# Task requirements:
From the line containing "Query: black trousers" through the last line of the entries, output the text exactly. Pictures stay out.

Dataset items

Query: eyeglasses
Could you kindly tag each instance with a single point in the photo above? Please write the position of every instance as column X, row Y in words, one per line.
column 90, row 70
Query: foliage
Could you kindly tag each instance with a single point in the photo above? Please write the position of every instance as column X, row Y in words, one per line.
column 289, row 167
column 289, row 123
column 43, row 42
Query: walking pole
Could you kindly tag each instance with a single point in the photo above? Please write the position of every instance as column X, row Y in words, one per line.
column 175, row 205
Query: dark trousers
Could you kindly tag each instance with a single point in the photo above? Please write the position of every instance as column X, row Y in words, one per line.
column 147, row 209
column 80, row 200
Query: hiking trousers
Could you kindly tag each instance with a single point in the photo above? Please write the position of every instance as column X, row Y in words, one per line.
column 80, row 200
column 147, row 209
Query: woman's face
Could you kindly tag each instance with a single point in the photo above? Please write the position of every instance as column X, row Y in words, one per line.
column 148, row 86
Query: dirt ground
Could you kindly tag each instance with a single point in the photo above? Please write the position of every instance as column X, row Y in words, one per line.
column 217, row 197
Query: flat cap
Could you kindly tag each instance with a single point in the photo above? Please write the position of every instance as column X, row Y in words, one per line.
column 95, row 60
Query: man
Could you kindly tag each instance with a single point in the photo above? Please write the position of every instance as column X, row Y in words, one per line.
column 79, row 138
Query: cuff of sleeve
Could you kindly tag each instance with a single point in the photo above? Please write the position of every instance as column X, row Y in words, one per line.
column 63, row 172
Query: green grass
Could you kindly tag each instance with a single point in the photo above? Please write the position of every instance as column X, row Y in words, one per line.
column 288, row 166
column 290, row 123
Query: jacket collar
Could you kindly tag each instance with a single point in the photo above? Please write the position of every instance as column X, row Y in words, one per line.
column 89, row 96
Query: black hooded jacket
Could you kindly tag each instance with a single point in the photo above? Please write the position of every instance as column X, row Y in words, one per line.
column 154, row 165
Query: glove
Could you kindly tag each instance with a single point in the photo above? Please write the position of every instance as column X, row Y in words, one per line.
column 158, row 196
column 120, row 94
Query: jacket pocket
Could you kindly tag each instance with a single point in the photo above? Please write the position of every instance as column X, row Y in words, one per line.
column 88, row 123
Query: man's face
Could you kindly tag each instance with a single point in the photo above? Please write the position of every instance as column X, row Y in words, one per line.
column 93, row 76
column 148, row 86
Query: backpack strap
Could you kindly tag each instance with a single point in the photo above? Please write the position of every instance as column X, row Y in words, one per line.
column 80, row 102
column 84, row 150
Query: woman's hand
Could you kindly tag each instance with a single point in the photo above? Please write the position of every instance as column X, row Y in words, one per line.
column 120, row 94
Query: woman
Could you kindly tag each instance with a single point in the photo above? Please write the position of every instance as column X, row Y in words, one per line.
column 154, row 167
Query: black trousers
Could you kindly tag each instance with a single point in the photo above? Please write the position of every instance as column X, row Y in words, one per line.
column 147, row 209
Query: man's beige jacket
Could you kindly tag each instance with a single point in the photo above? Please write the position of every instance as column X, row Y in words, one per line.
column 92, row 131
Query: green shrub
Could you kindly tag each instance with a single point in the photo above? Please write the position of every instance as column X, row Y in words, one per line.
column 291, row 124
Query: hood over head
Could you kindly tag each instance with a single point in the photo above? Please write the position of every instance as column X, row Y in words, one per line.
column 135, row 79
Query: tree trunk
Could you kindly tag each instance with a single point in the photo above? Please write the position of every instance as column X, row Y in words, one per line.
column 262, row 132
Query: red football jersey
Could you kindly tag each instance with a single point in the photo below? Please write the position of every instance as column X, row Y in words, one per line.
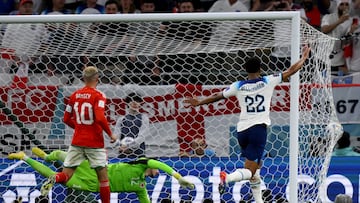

# Response box:
Query: black trousers
Could you kindly tag each instance with a single point in the photo above? Please write the position of every instance as column X, row Y in words, one per line.
column 147, row 209
Query: man's beige jacket
Could you kindly tag each instance with a single point in the photo above? Please write the position of every instance as column X, row Y in words, one per line.
column 92, row 131
Query: green shrub
Could you kindly tag each instance with a single point in the photo above? Please write the position of every instance as column X, row Y in words, one per line.
column 291, row 124
Query: hood over head
Could you kindly tag each instance with a single point in the photo above? Please write the position of every instance as column X, row Y in words, one per line.
column 135, row 79
Query: tree trunk
Could you kindly tag each instance with a single point in the photo above? Please write the position of every instance as column X, row Y in words, one per line.
column 262, row 132
Query: red football jersey
Could you kindly tag each instance with a single point in the photo below? Please write the position of every instance as column X, row Y in words, one per line.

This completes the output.